Your instructions.
Rewrite the material from the line with "Where can the rock" to the line with "<point>20,168</point>", putting "boulder" wherever "rock" appears and keeping everything else the same.

Exercise input.
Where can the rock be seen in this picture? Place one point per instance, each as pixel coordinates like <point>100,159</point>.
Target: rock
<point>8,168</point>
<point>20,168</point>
==
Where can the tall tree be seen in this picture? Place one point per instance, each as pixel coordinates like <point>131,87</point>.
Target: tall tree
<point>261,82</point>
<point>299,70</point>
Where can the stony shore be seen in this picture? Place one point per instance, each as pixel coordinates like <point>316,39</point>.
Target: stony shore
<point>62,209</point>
==
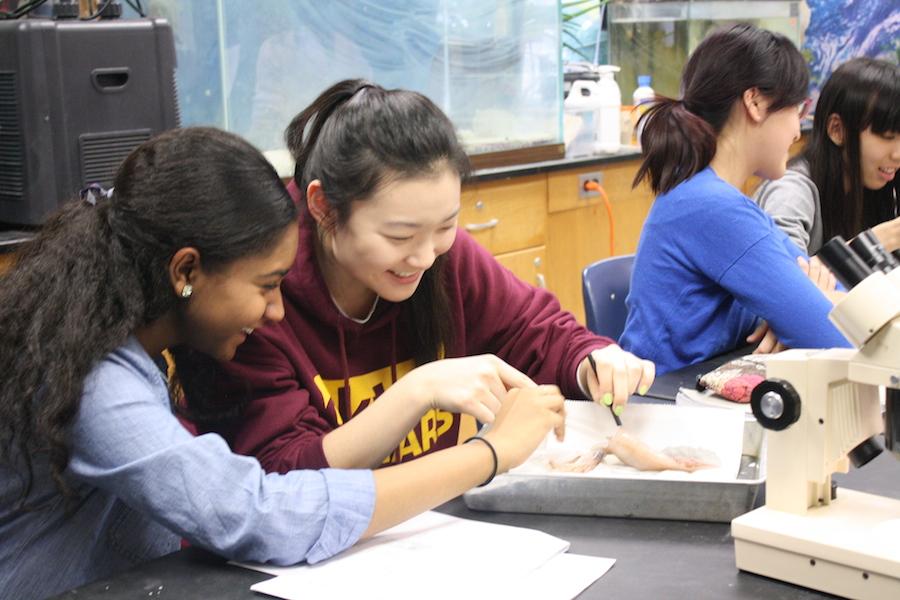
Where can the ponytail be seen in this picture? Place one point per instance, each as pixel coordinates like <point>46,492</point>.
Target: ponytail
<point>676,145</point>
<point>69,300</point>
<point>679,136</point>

Task answer.
Where can the boulder be seen in this picture? Place one point per instance, each as pixel coordinates like <point>100,159</point>.
Target: boulder
<point>8,168</point>
<point>20,168</point>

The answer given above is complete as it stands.